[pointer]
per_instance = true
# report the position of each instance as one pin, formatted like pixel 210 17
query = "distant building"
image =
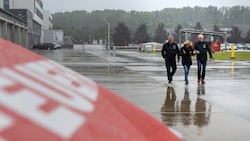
pixel 32 12
pixel 54 36
pixel 47 20
pixel 13 28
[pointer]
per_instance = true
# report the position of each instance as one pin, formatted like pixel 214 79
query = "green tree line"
pixel 85 26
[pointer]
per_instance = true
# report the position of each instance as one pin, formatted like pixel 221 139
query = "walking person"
pixel 169 52
pixel 201 48
pixel 186 53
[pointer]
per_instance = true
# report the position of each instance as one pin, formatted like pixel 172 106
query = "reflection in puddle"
pixel 185 112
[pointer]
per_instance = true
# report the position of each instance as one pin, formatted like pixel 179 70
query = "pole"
pixel 232 53
pixel 108 44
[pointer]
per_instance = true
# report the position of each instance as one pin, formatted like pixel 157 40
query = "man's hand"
pixel 184 52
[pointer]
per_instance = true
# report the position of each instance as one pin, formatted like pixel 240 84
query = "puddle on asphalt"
pixel 181 110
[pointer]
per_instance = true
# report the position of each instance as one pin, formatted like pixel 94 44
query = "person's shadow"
pixel 202 112
pixel 185 108
pixel 169 108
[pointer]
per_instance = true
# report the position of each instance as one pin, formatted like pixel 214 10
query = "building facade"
pixel 13 28
pixel 32 12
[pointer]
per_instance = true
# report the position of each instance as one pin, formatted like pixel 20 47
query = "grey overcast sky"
pixel 138 5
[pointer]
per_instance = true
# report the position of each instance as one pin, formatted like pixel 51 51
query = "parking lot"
pixel 218 110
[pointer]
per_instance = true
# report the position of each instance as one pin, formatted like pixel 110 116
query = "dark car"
pixel 47 46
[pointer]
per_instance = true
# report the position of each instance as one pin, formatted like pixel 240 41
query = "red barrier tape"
pixel 42 100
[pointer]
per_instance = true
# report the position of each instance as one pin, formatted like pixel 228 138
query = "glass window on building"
pixel 6 4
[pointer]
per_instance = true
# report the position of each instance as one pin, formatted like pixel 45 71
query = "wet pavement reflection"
pixel 199 112
pixel 179 110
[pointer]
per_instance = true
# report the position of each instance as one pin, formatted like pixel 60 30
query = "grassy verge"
pixel 227 55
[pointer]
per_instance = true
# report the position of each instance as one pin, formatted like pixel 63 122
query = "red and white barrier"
pixel 41 100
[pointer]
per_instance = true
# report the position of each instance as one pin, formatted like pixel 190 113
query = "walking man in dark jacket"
pixel 201 48
pixel 169 52
pixel 186 53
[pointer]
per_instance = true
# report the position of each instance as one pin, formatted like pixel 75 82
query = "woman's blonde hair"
pixel 187 42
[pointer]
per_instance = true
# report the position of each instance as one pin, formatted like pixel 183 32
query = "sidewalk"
pixel 218 110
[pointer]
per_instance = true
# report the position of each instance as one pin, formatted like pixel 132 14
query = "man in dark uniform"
pixel 201 48
pixel 169 52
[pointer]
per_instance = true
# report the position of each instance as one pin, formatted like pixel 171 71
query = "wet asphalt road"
pixel 218 110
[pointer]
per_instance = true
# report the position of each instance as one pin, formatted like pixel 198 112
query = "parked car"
pixel 240 46
pixel 56 45
pixel 47 46
pixel 148 47
pixel 247 46
pixel 227 46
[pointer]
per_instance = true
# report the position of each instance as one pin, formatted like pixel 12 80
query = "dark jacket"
pixel 169 52
pixel 187 58
pixel 203 48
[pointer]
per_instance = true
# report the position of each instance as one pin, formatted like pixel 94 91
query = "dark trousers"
pixel 171 69
pixel 186 71
pixel 201 69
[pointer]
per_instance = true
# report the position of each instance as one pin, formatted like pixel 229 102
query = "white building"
pixel 35 7
pixel 47 20
pixel 55 36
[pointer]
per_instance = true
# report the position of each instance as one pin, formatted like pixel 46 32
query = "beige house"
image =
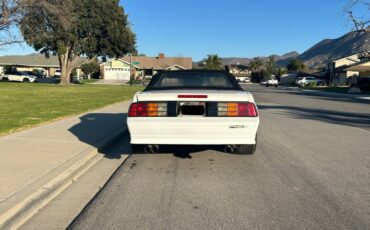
pixel 340 74
pixel 119 69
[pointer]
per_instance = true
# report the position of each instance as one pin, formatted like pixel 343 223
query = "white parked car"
pixel 304 81
pixel 243 79
pixel 18 76
pixel 194 107
pixel 274 83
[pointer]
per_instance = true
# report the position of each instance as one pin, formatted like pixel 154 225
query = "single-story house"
pixel 33 62
pixel 340 72
pixel 239 70
pixel 119 69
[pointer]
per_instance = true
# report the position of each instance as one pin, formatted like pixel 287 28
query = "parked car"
pixel 364 84
pixel 298 80
pixel 305 81
pixel 243 79
pixel 273 83
pixel 194 107
pixel 18 76
pixel 57 73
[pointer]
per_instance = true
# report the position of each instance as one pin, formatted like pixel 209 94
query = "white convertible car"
pixel 194 108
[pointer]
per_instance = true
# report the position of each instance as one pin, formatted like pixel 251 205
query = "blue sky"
pixel 229 28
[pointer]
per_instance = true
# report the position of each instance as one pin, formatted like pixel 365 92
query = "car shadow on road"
pixel 183 151
pixel 330 116
pixel 96 129
pixel 328 97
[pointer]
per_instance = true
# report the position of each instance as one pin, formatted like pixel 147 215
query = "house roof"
pixel 360 67
pixel 160 63
pixel 32 60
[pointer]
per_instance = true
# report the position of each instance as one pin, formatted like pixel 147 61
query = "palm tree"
pixel 213 62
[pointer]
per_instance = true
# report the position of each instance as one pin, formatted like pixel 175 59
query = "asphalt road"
pixel 311 171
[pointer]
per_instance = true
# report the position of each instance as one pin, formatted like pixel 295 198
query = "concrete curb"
pixel 26 208
pixel 324 93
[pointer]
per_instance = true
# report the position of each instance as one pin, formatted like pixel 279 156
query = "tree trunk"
pixel 65 69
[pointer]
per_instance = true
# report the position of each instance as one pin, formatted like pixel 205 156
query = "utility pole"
pixel 130 69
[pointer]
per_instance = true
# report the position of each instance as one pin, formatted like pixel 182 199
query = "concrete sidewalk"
pixel 35 162
pixel 330 94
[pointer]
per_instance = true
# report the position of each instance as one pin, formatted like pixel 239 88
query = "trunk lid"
pixel 194 95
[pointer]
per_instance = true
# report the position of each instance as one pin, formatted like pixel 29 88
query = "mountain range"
pixel 318 55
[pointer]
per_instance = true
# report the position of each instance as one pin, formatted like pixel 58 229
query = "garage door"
pixel 114 74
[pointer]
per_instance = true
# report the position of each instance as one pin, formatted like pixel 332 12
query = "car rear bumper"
pixel 193 131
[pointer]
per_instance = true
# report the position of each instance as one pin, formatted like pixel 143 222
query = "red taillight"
pixel 192 96
pixel 148 109
pixel 237 110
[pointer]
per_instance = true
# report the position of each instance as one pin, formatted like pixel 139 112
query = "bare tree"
pixel 9 17
pixel 11 13
pixel 361 22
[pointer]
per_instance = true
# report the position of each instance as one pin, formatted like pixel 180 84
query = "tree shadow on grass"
pixel 329 116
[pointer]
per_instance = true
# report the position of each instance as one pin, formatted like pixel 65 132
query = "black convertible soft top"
pixel 193 79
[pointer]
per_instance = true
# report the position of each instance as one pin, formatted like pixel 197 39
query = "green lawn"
pixel 26 105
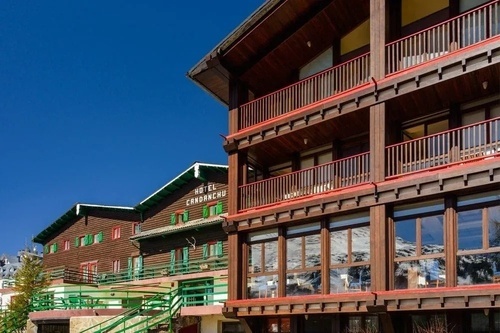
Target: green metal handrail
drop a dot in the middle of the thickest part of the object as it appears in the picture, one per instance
(167, 315)
(117, 320)
(81, 298)
(157, 271)
(207, 291)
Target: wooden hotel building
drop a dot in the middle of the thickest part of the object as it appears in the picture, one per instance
(364, 165)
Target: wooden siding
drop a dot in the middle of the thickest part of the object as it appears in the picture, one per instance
(105, 252)
(159, 216)
(156, 251)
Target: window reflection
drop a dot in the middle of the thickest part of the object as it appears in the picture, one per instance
(303, 257)
(350, 254)
(478, 256)
(419, 246)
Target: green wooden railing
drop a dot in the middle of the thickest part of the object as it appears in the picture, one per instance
(157, 271)
(87, 298)
(148, 272)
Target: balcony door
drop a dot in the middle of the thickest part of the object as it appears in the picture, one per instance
(88, 271)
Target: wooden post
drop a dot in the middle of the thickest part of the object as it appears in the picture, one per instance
(325, 258)
(379, 253)
(238, 94)
(378, 33)
(451, 242)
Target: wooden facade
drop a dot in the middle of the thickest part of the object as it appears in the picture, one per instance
(87, 240)
(364, 164)
(169, 253)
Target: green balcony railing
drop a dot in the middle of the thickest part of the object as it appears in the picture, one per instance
(86, 297)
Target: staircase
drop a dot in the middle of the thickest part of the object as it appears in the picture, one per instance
(155, 315)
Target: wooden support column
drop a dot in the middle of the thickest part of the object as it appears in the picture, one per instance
(281, 262)
(379, 253)
(238, 94)
(325, 258)
(235, 269)
(379, 12)
(450, 242)
(377, 143)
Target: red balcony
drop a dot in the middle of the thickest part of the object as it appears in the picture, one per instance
(308, 91)
(330, 176)
(462, 31)
(480, 140)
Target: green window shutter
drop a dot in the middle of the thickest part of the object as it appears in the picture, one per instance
(218, 209)
(205, 251)
(219, 249)
(129, 267)
(140, 261)
(185, 257)
(172, 261)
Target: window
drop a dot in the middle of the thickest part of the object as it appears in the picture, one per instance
(179, 260)
(231, 327)
(180, 216)
(303, 258)
(419, 245)
(262, 263)
(350, 253)
(136, 228)
(278, 325)
(88, 272)
(212, 209)
(98, 238)
(478, 228)
(116, 266)
(116, 233)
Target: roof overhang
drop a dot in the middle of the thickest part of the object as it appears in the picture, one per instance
(172, 229)
(196, 171)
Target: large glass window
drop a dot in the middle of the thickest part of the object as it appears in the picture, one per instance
(303, 259)
(419, 245)
(350, 253)
(262, 264)
(478, 256)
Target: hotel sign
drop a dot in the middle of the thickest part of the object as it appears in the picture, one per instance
(205, 194)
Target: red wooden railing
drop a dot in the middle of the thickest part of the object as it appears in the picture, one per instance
(326, 177)
(453, 146)
(454, 34)
(313, 89)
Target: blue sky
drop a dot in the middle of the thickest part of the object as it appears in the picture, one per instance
(95, 105)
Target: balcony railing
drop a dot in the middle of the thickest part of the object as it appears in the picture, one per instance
(480, 140)
(72, 275)
(93, 298)
(323, 178)
(308, 91)
(454, 34)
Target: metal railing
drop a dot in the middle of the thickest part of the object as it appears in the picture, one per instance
(163, 270)
(330, 176)
(209, 291)
(86, 297)
(467, 29)
(325, 84)
(480, 140)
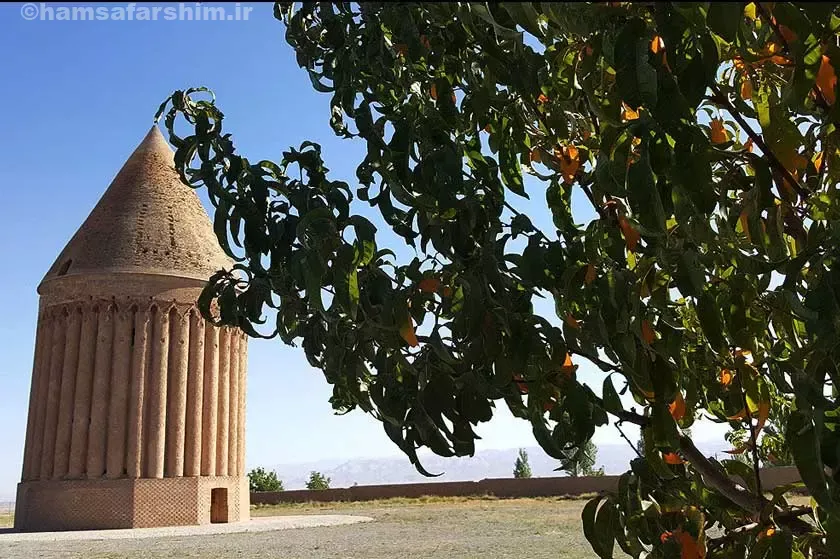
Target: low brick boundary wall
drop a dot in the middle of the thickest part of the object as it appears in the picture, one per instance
(504, 488)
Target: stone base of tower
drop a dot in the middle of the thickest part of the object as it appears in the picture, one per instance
(130, 503)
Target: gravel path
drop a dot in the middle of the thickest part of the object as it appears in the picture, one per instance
(534, 528)
(260, 524)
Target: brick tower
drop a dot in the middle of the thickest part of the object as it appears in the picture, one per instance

++++++++++++++++++++

Job:
Copy out, unchanged, the span of lines beginning with the one that includes "Target: balcony railing" and running through the final line of the material above. Leave the pictures out.

Correct output:
Target: balcony railing
drop a dot in the middle of the thickest part of the object as it appears in the picture, one per instance
(480, 140)
(72, 275)
(93, 298)
(323, 178)
(308, 91)
(454, 34)
Target: metal railing
drop a dot in the middle of the thickest part of the object as it appears in the picture, one per instance
(163, 270)
(330, 176)
(209, 291)
(86, 297)
(467, 29)
(325, 84)
(480, 140)
Target: low brick boundary wall
drop a dot in the middle of the thickest part of the object as it appears in the picture, one per instance
(504, 488)
Target: stone base of tower
drop a dot in the middle of the thickest part of the object as it appears in the picture, one per instance
(130, 503)
Target: gravel path
drop a dot in the middle of the thickest part of the object as it appears in the picture, one per instance
(534, 528)
(260, 524)
Target: brick tower
drop a dot in the middle of the thickest part of the object as it appears in the picture, one per instance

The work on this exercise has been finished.